Overturning a lower court decision, an appellate court on Thursday rejected a request to publicize diplomatic documents related to South Korea’s 2015 deal with Japan over Tokyo’s wartime sexual slavery.

The Seoul High Court did not specify the reason for its decision, but it appears to believe that disclosing the documents could negatively affect Seoul-Tokyo ties.

The lower court earlier ordered the revelation of the documents for the purpose of “guaranteeing the people’s right to know and secure transparency in running state affairs.”

In December 2015, the government of President Park Geun-hye and Japan signed an agreement to “finally and irreversibly” resolve the issue of Japan’s sexual enslavement of Korean women during World War II.

The deal included Japanese Prime Minister Shinzo Abe’s indirect apology and the launch of a foundation dedicated to supporting the surviving victims.

Tokyo promised to contribute 1 billion yen ($8.9 million) to the foundation.

But the accord has come under public criticism here as Seoul failed to obtain Japan’s acknowledgment of legal responsibility for atrocities and reached the deal without consulting the victims.

Thursday’s decision came as Seoul and Tokyo have seen their ties sink to a low point amid a series of diplomatic tensions.

→ **Stated task 1**:
Count the lines in the records below that contain the string "every", with case counting, and give only the number.

→ **Records for processing**:
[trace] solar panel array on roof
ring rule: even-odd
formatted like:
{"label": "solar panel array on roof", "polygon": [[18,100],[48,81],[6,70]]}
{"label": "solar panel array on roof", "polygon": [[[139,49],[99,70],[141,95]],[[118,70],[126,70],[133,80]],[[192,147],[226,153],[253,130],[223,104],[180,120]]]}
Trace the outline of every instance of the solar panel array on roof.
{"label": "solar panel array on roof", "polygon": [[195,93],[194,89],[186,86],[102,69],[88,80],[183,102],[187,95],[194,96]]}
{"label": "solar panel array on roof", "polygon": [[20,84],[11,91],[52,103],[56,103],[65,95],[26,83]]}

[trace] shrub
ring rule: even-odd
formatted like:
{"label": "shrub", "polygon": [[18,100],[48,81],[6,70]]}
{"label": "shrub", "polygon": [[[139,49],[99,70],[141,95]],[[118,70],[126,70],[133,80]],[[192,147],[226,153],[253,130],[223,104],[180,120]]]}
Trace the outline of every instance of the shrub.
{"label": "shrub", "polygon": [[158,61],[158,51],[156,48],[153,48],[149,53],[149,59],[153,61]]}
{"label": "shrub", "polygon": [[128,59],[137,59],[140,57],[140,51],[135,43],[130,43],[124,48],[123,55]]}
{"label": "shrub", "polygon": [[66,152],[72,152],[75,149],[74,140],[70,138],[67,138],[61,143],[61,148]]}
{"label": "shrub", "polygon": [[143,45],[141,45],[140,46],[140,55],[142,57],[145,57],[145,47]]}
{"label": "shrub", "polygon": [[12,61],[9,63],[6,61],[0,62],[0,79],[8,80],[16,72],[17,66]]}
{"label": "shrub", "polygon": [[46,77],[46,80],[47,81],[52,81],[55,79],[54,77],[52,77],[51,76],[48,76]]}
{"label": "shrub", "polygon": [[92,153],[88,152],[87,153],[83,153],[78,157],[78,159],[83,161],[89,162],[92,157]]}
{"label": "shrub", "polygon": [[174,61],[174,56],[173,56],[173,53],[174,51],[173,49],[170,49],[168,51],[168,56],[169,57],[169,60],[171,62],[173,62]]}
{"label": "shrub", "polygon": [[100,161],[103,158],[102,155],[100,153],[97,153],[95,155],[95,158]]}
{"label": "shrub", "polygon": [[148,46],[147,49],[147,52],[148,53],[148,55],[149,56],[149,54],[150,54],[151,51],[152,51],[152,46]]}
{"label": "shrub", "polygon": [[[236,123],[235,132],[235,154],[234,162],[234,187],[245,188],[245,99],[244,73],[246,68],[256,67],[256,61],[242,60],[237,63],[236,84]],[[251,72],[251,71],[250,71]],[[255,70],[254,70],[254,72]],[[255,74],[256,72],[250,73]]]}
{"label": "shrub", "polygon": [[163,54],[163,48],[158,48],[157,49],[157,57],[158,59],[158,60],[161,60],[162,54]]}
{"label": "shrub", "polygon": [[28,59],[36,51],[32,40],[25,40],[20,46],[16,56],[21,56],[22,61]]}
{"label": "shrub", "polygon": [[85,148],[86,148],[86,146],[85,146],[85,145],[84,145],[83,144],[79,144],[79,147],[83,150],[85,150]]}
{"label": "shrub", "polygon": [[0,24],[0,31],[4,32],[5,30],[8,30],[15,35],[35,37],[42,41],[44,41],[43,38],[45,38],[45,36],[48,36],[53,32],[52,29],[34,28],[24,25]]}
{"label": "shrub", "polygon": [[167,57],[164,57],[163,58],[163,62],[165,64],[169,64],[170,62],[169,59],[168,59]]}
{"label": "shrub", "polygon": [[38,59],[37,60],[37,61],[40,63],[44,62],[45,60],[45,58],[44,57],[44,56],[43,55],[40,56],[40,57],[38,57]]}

→ **Stated task 2**:
From the article about the court ruling on the 2015 deal, extract the passage that begins at the words "The deal included" and stops after "consulting the victims.".

→ **Full solution 1**:
2

→ **Full solution 2**:
The deal included Japanese Prime Minister Shinzo Abe’s indirect apology and the launch of a foundation dedicated to supporting the surviving victims.

Tokyo promised to contribute 1 billion yen ($8.9 million) to the foundation.

But the accord has come under public criticism here as Seoul failed to obtain Japan’s acknowledgment of legal responsibility for atrocities and reached the deal without consulting the victims.